• TUGAS 1
Tentukan apakah setiap pernyataan di bawah ini sesuai dengan artikel tentang grebeg ketupat di Magelang. Jawab ya atau tidak, lalu kutip kata-kata artikel yang menjadi penentunya.
(a) Acara grebeg ketupat itu digelar pada hari Minggu.
(b) Semua gunungan ketupat dalam acara itu diperebutkan oleh penonton.
(c) Sebelum diadakan di Lapangan Drh. Soepardi, grebeg kupat digelar di Dusun Ndawung.
• TUGAS 2
Menurut artikel tentang grebeg ketupat di Magelang, dari berapa selongsong ketupat gunungan ketupat itu disusun?

• ARTIKEL
◆ ◆ ◆ ◆ ◆ ◆ ◆
TIMES MALANG, MAGELANG – Ribuan warga meramaikan acara grebeg ketupat atau grebeg kupat yang digelar di Lapangan Drh. Soepardi, Sawitan, Kabupaten Magelang, Minggu (6/4/2025).
Ada lima gunungan ketupat yang terlihat dalam acara yang baru kali pertama ini digelar. Sementara itu ada 2 gunungan ketupat yang ketupatnya akan diperebutkan oleh para penonton. Gunungan ketupat itu disusun dari 2025 selongsong ketupat.
Di dalam ketupat -ketupat itu juga telah diisi berbagai hadiah (voucher), tempat wisata dan uang tunai, mulai Rp.2.000 sampai Rp.100.000 ribu.
Bupati Magelang, Grengseng Pamuji mengatakan bahwa acara tersebut merupakan yang pertama digelar di Lapangan Drh. Soepardi. Sebelumnya grebeg kupat ini diadakan di Dusun Ndawung, Banjarnegoro, Mertoyudan.
"Semoga acara grebeg kupat ini bisa menjadi acara rutin tahunan pada setiap lebaran," ucapnya.
Sejarah Ketupat
Dihimpun dari berbagai sumber, sejarah ketupat diyakini berawal dari masa Wali Songo, khususnya Sunan Kalijaga, yang memperkenalkannya sebagai bagian dari dakwah Islam di tanah Jawa.
◆ ◆ ◆ ◆ ◆ ◆ ◆
• DATA YANG DIBERIKAN
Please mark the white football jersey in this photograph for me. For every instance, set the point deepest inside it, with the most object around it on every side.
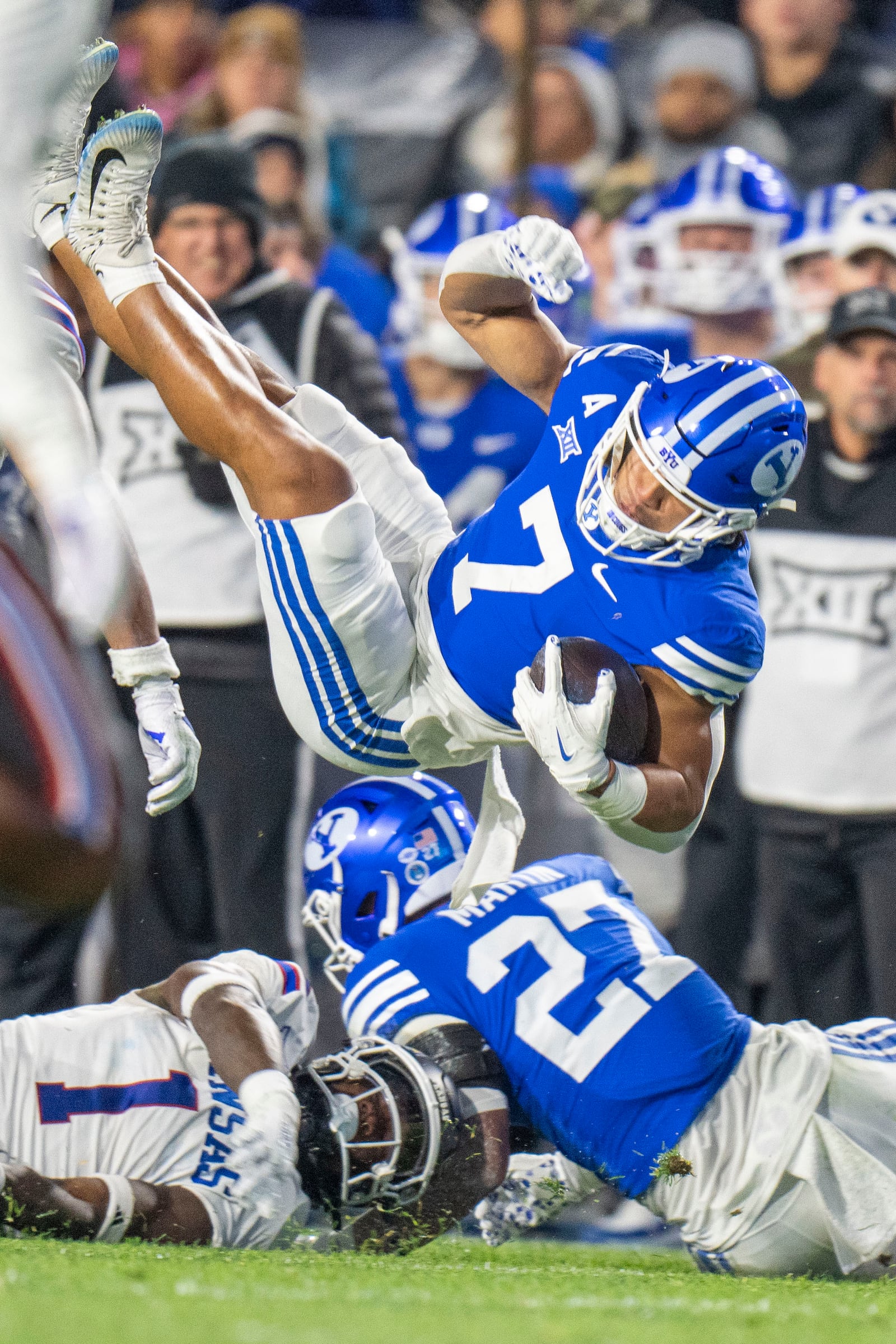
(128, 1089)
◆ ◆ ◆ ◆ ◆ ◆ ◆
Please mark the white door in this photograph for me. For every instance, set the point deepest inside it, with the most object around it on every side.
◆ ◆ ◆ ◆ ◆ ◆ ◆
• JAWABAN 1
(a) Ya: "Minggu (6/4/2025)"
(b) Tidak: "ada 2 gunungan ketupat yang ketupatnya akan diperebutkan oleh para penonton"
(c) Ya: "Sebelumnya grebeg kupat ini diadakan di Dusun Ndawung, Banjarnegoro, Mertoyudan."

• JAWABAN 2
Dari 2025 selongsong ketupat.